This is an archive of the discontinued LLVM Phabricator instance.

[InlineCost][TargetTransformInfo][AMDGPU] Consider cost of alloca instructions in the caller (2/2)
ClosedPublic

Authored by jmmartinez on May 3 2023, 5:23 AM.

Details

Summary

Before this patch, the compiler gave a bump to the inline-threshold
when the total size of the allocas passed as arguments to the
callee was below 256 bytes.
This heuristic ignores that some of these allocas could have be removed
by SROA if inlining was applied.

Ideally, this bonus would be attributed to the threshold once the
size of all the allocas that could not be handled by SROA is known:
at the end of the InlineCost analysis.
However, we may never reach this point if the inline-cost analysis exits
early when the inline cost goes over the threshold mid-analysis.

This patch proposes:

  • Attribute the bonus in the inline-threshold when allocas are passed as arguments (regardless of their total size).
  • Assigns a cost to each alloca proportional to its size, such that the cost of all the allocas cancels the bonus.

Potential problems:

  • This patch assumes that removing alloca instructions with SROA is always profitable. This may not be the case if the total size of the allocas is still too big to be promoted to registers/LDS.
  • Redundant calls to getTotalAllocaSize
  • Awkwardly, the threshold attributed contributes to the single-bb and vector bonus.

Diff Detail

Event Timeline

jmmartinez created this revision.May 3 2023, 5:23 AM
Herald added a project: Restricted Project. · View Herald TranscriptMay 3 2023, 5:23 AM
jmmartinez requested review of this revision.May 3 2023, 5:23 AM
Herald added a project: Restricted Project. · View Herald TranscriptMay 3 2023, 5:23 AM

I started this 3-patch series to quick the discussion about how we could take into account the interaction between SROA and the Inliner in AMDGPU.

Currently, we may avoid inlining functions where inlining might be profitable due to SROA being applied. This patch tries to take that into account.

Pierre-vh added inline comments.May 10 2023, 11:56 PM
llvm/lib/Target/AMDGPU/AMDGPUTargetTransformInfo.cpp
1221–1222

The way I understand this function is that it does a sum of the size of all the allocas used to pass arguments to a function, but only takes allocas that are in flat/private into account
If that's correct, I would rename the function to something more like getCallArgsTotalAllocaSize to reflect it.

▶ **GIVEN TASK A**: For each statement about the inline-cost patch page, answer yes or no according to the page and quote the words that decide it. (i) Before the patch, the inline-threshold bonus applied only when the allocas passed as arguments totaled less than 256 bytes. (ii) The patch assumes that removing alloca instructions with SROA is always profitable. (iii) Pierre-vh proposes renaming the function to getTotalAllocaSize.
The inline-cost patch page and the rows that come next are unrelated.

(Stored dataset items)
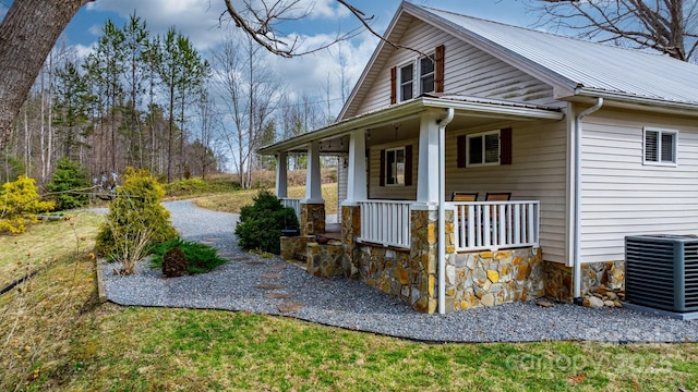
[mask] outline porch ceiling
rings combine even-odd
[[[504,121],[557,121],[564,118],[558,109],[553,108],[472,97],[424,96],[263,147],[258,152],[262,155],[275,155],[279,151],[306,154],[309,143],[320,140],[320,152],[323,155],[347,154],[349,133],[356,130],[366,131],[366,146],[416,138],[419,136],[422,113],[447,108],[455,109],[454,120],[448,124],[447,130],[462,130],[486,124],[494,126]]]

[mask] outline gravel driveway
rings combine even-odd
[[[698,322],[628,309],[591,309],[569,304],[551,308],[532,302],[442,315],[412,310],[397,298],[358,281],[314,278],[278,258],[263,259],[237,248],[237,216],[169,201],[182,236],[219,249],[231,261],[192,277],[165,279],[142,262],[134,275],[104,266],[109,301],[120,305],[245,310],[285,315],[351,330],[435,342],[696,342]]]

▶ **GIVEN TASK B**: Print the rows, beginning with the line that contains "[mask] outline gravel driveway" and continuing through the last line of the rows, with both ends included.

▶ **EXERCISE OUTPUT A**:
(i) Yes: "when the total size of the allocas passed as arguments to the callee was below 256 bytes."
(ii) Yes: "This patch assumes that removing alloca instructions with SROA is always profitable."
(iii) No: "I would rename the function to something more like getCallArgsTotalAllocaSize to reflect it."

▶ **EXERCISE OUTPUT B**:
[mask] outline gravel driveway
rings combine even-odd
[[[698,322],[628,309],[591,309],[569,304],[551,308],[532,302],[442,315],[412,310],[397,298],[358,281],[314,278],[278,258],[263,259],[237,248],[237,216],[169,201],[182,236],[219,249],[231,261],[192,277],[165,279],[142,262],[134,275],[104,266],[109,301],[120,305],[245,310],[285,315],[351,330],[435,342],[696,342]]]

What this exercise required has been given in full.